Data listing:
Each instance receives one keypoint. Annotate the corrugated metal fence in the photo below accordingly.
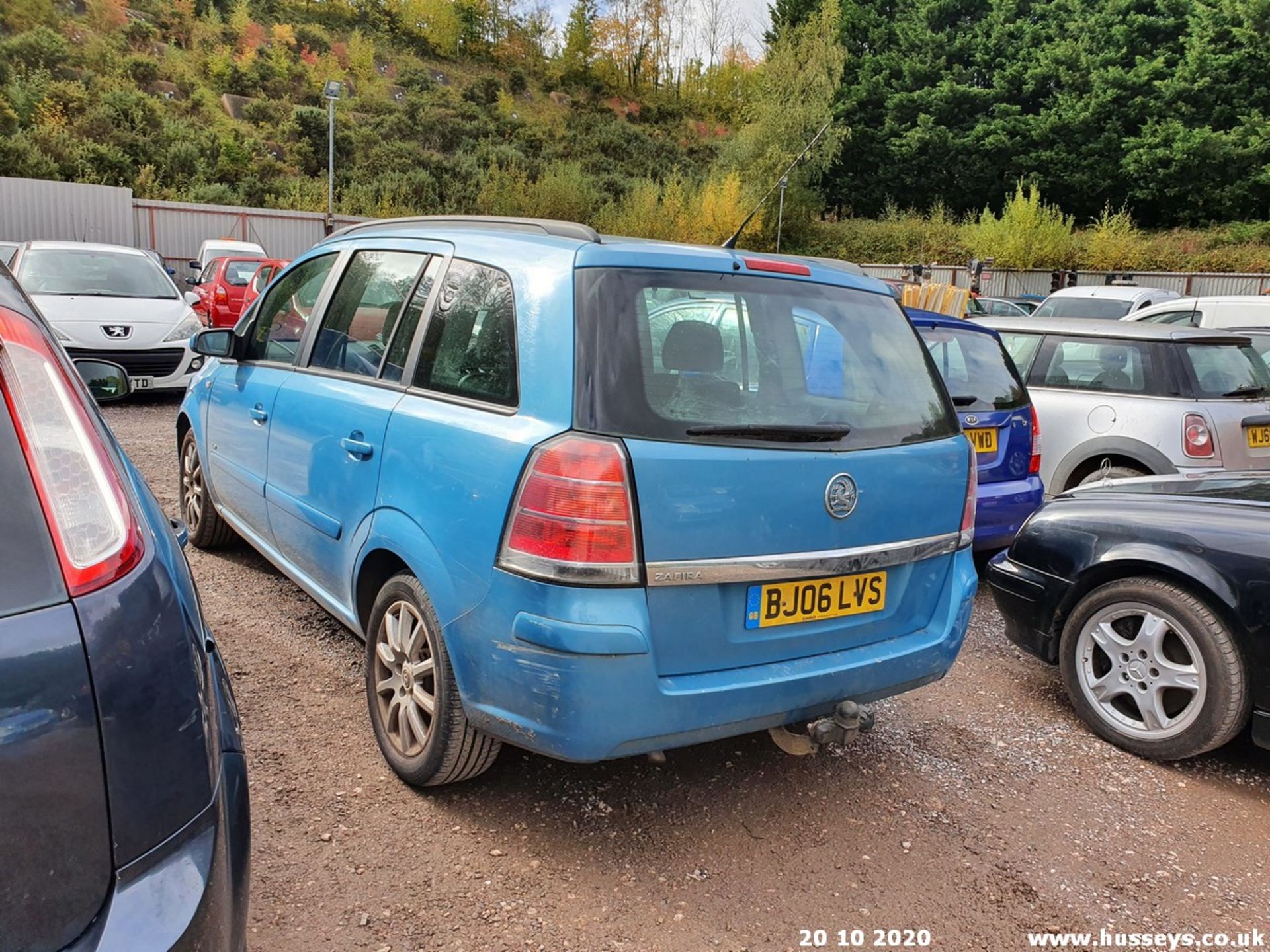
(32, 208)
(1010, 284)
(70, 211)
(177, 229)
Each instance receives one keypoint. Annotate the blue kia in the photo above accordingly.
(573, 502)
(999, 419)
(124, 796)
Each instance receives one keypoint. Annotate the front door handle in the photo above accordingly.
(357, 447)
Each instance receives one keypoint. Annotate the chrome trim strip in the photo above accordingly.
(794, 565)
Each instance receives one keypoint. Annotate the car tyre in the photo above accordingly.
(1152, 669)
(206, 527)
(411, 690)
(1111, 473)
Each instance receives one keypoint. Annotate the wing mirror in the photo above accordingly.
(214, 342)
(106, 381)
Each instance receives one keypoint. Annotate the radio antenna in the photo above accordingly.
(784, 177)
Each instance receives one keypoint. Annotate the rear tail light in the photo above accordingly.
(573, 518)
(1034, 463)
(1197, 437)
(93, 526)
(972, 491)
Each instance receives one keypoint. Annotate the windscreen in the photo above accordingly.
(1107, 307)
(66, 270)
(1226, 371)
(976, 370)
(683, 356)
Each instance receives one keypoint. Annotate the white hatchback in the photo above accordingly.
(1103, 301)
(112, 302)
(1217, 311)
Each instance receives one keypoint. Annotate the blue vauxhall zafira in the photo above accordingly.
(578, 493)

Written request: Copy out every line of the rows above word for word, leaving out the pictures.

Finished answer:
Each instance receives one keypoint. Annotate the corrugated metal fence in the photo below accordingly.
(32, 208)
(1010, 284)
(70, 211)
(177, 229)
Each instance receives one keypoint. Annotate the blue kia in the photo above accordingly.
(573, 502)
(999, 419)
(124, 796)
Each instance receives one keypoint. Annotate the front door handle in the photo above accordingly.
(357, 447)
Each instance receives one keypoint. Annotate the chrome trim strip in the photo above accordingly.
(794, 565)
Each instance receives one keypoint. Annotate the car tyre in the photo above accordingly.
(1152, 669)
(206, 527)
(411, 690)
(1111, 473)
Each instance receives one keypoint. Annotate the wing mirror in the photo above accordingly.
(214, 342)
(106, 381)
Each instance receives one keypoint. Annotate the radio antenna in the photo above accordingly.
(784, 177)
Each instance receives one keypoint. Annotate the rear tail light in the photo above accordingly.
(573, 518)
(1034, 463)
(1197, 437)
(93, 526)
(972, 491)
Each instance receives one keypoint. Annotate the windscreen in the photo above accordingly.
(1107, 307)
(66, 270)
(1226, 371)
(976, 370)
(683, 356)
Each instance receives one keypoint. Annotate the white hatchback in the photo above accordingly.
(1103, 301)
(112, 302)
(1217, 311)
Each instance receives one keypoint. Annotate the blue vauxhall zafira in the photo above accordingly.
(578, 493)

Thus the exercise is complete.